## Requirement
Can you reproduce the listing below, substituting "place a pin on" for every occurrence of "put a marker on" and leaving everything else unchanged?

## Dataset rows
· · ·

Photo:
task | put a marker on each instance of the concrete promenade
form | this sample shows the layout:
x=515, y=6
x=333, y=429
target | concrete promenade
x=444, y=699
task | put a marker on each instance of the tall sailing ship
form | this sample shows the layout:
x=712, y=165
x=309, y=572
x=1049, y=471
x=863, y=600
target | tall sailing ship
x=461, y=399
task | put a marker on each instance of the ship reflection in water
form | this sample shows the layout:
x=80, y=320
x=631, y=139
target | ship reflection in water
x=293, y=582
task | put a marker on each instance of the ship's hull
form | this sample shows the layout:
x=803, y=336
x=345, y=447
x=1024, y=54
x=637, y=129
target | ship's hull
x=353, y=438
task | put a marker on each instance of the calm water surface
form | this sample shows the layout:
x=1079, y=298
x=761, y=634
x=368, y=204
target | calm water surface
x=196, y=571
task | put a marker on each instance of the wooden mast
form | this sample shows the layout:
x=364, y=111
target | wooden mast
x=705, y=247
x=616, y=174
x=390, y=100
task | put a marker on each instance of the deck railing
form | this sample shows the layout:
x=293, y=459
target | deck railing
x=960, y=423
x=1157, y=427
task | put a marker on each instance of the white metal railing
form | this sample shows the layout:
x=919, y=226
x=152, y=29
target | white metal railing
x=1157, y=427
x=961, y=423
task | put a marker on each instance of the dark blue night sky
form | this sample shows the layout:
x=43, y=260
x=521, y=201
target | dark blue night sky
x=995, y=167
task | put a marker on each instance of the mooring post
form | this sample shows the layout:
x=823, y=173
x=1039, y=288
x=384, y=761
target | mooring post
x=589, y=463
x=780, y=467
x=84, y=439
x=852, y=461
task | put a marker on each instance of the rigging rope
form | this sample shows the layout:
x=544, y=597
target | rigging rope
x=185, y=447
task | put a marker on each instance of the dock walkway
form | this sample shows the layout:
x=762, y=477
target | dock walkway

· · ·

## Exercise solution
Photo:
task | place a pin on each instance of the concrete promenade
form | this sample shows the layout:
x=515, y=6
x=333, y=429
target | concrete promenade
x=444, y=699
task | place a pin on each instance of the tall sailing ship
form | this sample shows the layout:
x=712, y=165
x=309, y=572
x=1049, y=471
x=863, y=600
target | tall sailing ship
x=461, y=399
task | place a pin on each instance of the ship reflection in water
form | this sample shows the layout:
x=80, y=320
x=631, y=139
target | ship reflection in water
x=293, y=582
task | place a pin on each instance of the ship's hull
form | this sample shows the layout:
x=803, y=336
x=345, y=447
x=1024, y=54
x=637, y=129
target | ship's hull
x=353, y=438
task | place a pin on each instance of the calm water surface
form | this sample shows the layout:
x=1079, y=298
x=761, y=634
x=368, y=204
target | calm water surface
x=196, y=571
task | place a pin on each instance of the wooden mast
form | this sample shows the layout:
x=364, y=111
target | wooden mast
x=705, y=247
x=616, y=174
x=390, y=100
task | place a pin on each instance of the deck railing
form | this sample shows the layout:
x=293, y=459
target | deck railing
x=960, y=423
x=1157, y=427
task | place a pin on each instance of the white metal railing
form | this sample shows the layout:
x=919, y=226
x=152, y=29
target | white metal railing
x=1157, y=427
x=961, y=423
task | place a pin on each instance of the dark blue night sky
form | this sample shows the layout:
x=43, y=260
x=521, y=201
target | dark blue night sky
x=995, y=167
task | place a pin on each instance of the mooring post
form | this sample shows the layout:
x=823, y=173
x=1039, y=288
x=384, y=761
target | mooring post
x=589, y=463
x=780, y=467
x=84, y=439
x=852, y=461
task | place a pin on each instance of the rigging rope
form | this sample shows the layout:
x=544, y=597
target | rigging rope
x=185, y=447
task | place a pin on each instance of the dock walkway
form | this sample shows the layout:
x=762, y=477
target | dock walkway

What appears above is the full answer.